Почему, по словам текста о Толстом и Достоевском, Достоевский считает бессмертие нормальным состоянием человека?

• Текст для чтения:
+++

Не будем в очередной раз упражняться в попытках связать этот эпизод с последующей жизнью писателя. Но Арзамас? Ведь это город, который находится в семидесяти пяти километрах от Саровской пустыни, где подвизался преподобный Серафим. Тут сама по себе напрашивается мысль, что таким путем, посредством вмешательства преподобного, Бог пытался Толстого о чем-то предупредить или от чего-то уберечь. Или? Загадка остается.
А что же Достоевский? Ему изначально понятно, что человеческая природа причастна «мирам иным» (ДПСС. Т. 27. С. 85). Человеческое «я» не укладывается в земной порядок вещей, а ищет чего-то другого, кроме земли, «чему тоже принадлежит оно» (ДПСС. Т. 30. I. С. 11). На земле есть только одна «высшая идея» – идея о бессмертии человеческой души, все остальные вытекают из нее. И если эта идея так значительна для человека, для его бытия, то бессмертие и есть нормальное состояние человека и всего человечества, бессмертие души человеческой существует несомненно (см.: ДПСС. Т. 24. С. 48–50).

+++

• Собранный материал:
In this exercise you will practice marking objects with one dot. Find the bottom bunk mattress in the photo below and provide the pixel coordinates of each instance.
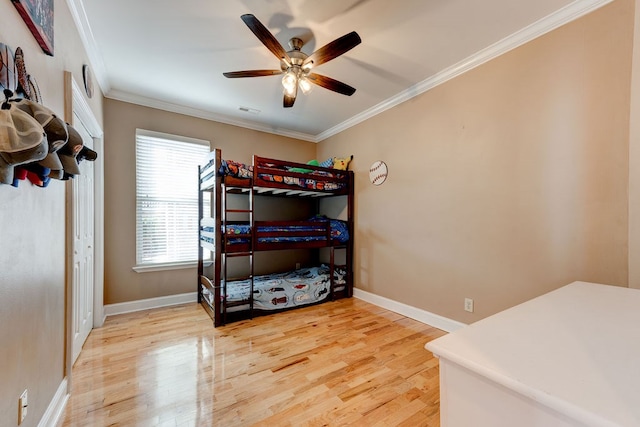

+++

• Ответ на задание: Идея о бессмертии человеческой души — единственная «высшая идея» на земле, и все остальные идеи вытекают из нее. Раз эта идея так значительна для человека и его бытия, бессмертие и есть нормальное состояние человека и всего человечества.